■ Task description
What is the number of lines in these records with "query" in them? Answer with that number only.

Data items
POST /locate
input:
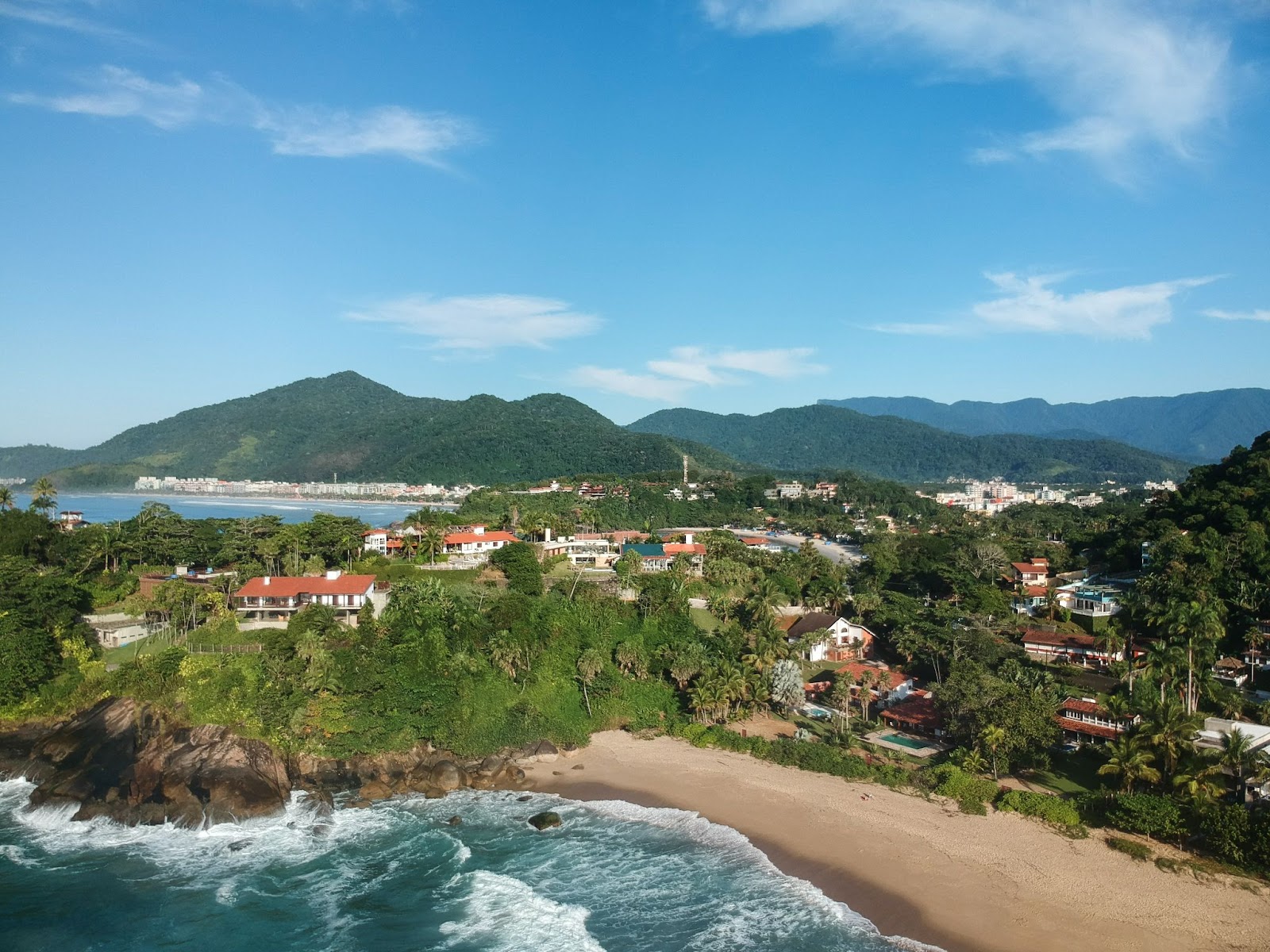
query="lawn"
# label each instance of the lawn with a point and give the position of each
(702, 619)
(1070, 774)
...
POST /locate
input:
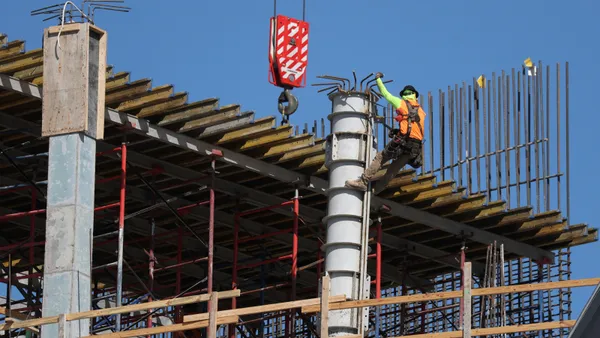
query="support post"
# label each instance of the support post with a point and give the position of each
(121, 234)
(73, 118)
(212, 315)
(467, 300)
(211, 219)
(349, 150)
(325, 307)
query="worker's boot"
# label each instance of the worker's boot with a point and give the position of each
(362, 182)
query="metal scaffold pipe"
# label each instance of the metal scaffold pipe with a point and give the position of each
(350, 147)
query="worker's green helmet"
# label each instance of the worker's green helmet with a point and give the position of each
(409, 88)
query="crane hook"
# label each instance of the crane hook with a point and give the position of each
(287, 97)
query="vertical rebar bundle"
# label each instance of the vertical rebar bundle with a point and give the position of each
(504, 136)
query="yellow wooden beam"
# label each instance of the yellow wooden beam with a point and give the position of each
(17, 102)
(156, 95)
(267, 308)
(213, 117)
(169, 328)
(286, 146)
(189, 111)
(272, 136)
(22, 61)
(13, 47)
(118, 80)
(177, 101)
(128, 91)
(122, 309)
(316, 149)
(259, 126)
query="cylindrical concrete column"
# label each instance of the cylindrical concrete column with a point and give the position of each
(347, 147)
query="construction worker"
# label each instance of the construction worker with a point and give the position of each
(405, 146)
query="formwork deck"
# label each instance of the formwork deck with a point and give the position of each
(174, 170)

■ Written response
11